━━ Task input

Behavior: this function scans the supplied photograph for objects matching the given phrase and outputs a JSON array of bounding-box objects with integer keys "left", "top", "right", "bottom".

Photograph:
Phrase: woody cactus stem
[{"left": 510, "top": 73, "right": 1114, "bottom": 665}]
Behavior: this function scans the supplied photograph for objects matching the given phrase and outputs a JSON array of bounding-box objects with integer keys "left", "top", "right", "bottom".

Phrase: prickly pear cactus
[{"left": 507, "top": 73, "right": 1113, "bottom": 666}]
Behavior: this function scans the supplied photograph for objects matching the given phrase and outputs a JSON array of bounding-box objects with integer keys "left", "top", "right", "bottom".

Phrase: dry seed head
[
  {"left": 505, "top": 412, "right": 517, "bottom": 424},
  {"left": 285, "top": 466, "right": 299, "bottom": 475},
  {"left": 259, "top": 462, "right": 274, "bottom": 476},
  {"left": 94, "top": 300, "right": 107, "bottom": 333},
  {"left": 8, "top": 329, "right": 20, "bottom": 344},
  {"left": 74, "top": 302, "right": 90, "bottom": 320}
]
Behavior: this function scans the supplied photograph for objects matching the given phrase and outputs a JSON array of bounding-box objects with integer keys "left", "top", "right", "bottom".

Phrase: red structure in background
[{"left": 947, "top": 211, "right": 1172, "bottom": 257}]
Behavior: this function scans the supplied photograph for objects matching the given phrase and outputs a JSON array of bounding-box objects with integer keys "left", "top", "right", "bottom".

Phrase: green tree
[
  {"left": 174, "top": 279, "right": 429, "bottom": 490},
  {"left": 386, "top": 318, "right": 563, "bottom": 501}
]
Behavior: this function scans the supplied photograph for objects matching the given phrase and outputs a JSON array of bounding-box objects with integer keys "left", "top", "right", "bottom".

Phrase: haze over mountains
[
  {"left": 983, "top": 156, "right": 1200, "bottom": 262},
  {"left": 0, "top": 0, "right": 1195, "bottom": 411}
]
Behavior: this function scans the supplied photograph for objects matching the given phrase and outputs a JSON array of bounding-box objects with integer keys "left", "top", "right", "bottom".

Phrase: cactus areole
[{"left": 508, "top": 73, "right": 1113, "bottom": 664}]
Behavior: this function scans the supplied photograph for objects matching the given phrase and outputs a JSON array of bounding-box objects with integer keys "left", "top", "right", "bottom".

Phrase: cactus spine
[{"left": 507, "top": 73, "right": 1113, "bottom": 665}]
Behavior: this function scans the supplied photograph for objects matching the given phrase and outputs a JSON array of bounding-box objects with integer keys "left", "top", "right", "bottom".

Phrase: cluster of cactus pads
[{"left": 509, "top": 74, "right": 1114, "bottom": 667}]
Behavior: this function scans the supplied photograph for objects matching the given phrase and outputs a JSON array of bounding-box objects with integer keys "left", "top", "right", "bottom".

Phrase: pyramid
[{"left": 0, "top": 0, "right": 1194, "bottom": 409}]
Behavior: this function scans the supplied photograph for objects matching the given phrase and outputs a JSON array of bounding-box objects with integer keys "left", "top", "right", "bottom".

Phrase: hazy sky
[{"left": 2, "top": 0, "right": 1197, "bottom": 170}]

━━━━

[Exercise directions]: From the first line to the last, please write out the entries exactly.

[Solution to this task]:
Behavior: this function scans the supplied photograph for objects matching the given phrase and outputs a JSON array of bounding-box objects with integer keys "left", "top", "right", "bottom".

Photograph:
Phrase: woody cactus stem
[{"left": 510, "top": 73, "right": 1114, "bottom": 665}]
Behavior: this function scans the supplied photograph for objects matching the given phrase and outputs a JSON array of bounding-box objects with integer keys "left", "top", "right", "bottom".

Phrase: prickly pear cactus
[{"left": 507, "top": 73, "right": 1113, "bottom": 666}]
Behavior: this function scans the supplied photograph for objects matching the given phrase and outputs a JSON array of bounding-box objects with integer keys "left", "top", "right", "bottom".

Phrase: dry seed head
[
  {"left": 505, "top": 412, "right": 517, "bottom": 424},
  {"left": 285, "top": 466, "right": 299, "bottom": 475},
  {"left": 259, "top": 462, "right": 274, "bottom": 476},
  {"left": 94, "top": 300, "right": 107, "bottom": 333},
  {"left": 8, "top": 329, "right": 20, "bottom": 344},
  {"left": 74, "top": 302, "right": 90, "bottom": 320}
]
Behavior: this function scans the supplied photograph for objects matching the given phrase and outputs a JSON array of bounding-box objects with integer keys "left", "top", "right", "bottom".

Phrase: red structure in background
[{"left": 947, "top": 211, "right": 1172, "bottom": 257}]
Behavior: this function scans the supplied photograph for objects matching the given phrase and outputs a JSON array of bounding-box objects with integer keys "left", "top", "right", "bottom".

Phrase: green tree
[
  {"left": 174, "top": 279, "right": 429, "bottom": 490},
  {"left": 386, "top": 318, "right": 563, "bottom": 501}
]
Behavior: this function scans the supplied photograph for objects matching the given phrase and outputs a JSON array of bounding-box objects with integer keys "left", "top", "right", "bottom".

Phrase: haze over mountains
[
  {"left": 983, "top": 156, "right": 1200, "bottom": 262},
  {"left": 0, "top": 0, "right": 1195, "bottom": 411}
]
Behavior: this function scans the supplied photograph for objects matching the given phrase and outputs a JSON array of bounding-box objects with integer keys "left", "top", "right", "bottom".

Phrase: cactus areole
[{"left": 508, "top": 73, "right": 1113, "bottom": 664}]
Behavior: this function scans the supplied photograph for objects matching the given phrase and outputs a JSON array of bounding-box objects with integer keys "left", "top", "right", "bottom".

Phrase: cactus spine
[{"left": 507, "top": 73, "right": 1113, "bottom": 665}]
Behavior: this function scans the supplied photograph for objects matching the given phrase and outputs a JSON array of bounding-box objects with integer keys "left", "top", "right", "bottom".

Phrase: cluster of cactus pads
[{"left": 509, "top": 74, "right": 1114, "bottom": 667}]
Behavior: this function scans the supplied photograph for objects matching the given phrase and outputs a JSON array of bounding-box objects with integer keys "left", "top", "right", "bottom".

Phrase: pyramid
[{"left": 0, "top": 0, "right": 1194, "bottom": 409}]
Behavior: this function scans the supplied photograph for objects matching the given phrase and outputs a JSON array of bounding-box objects with integer keys "left", "top", "right", "bottom".

Phrase: hazy sky
[{"left": 2, "top": 0, "right": 1197, "bottom": 170}]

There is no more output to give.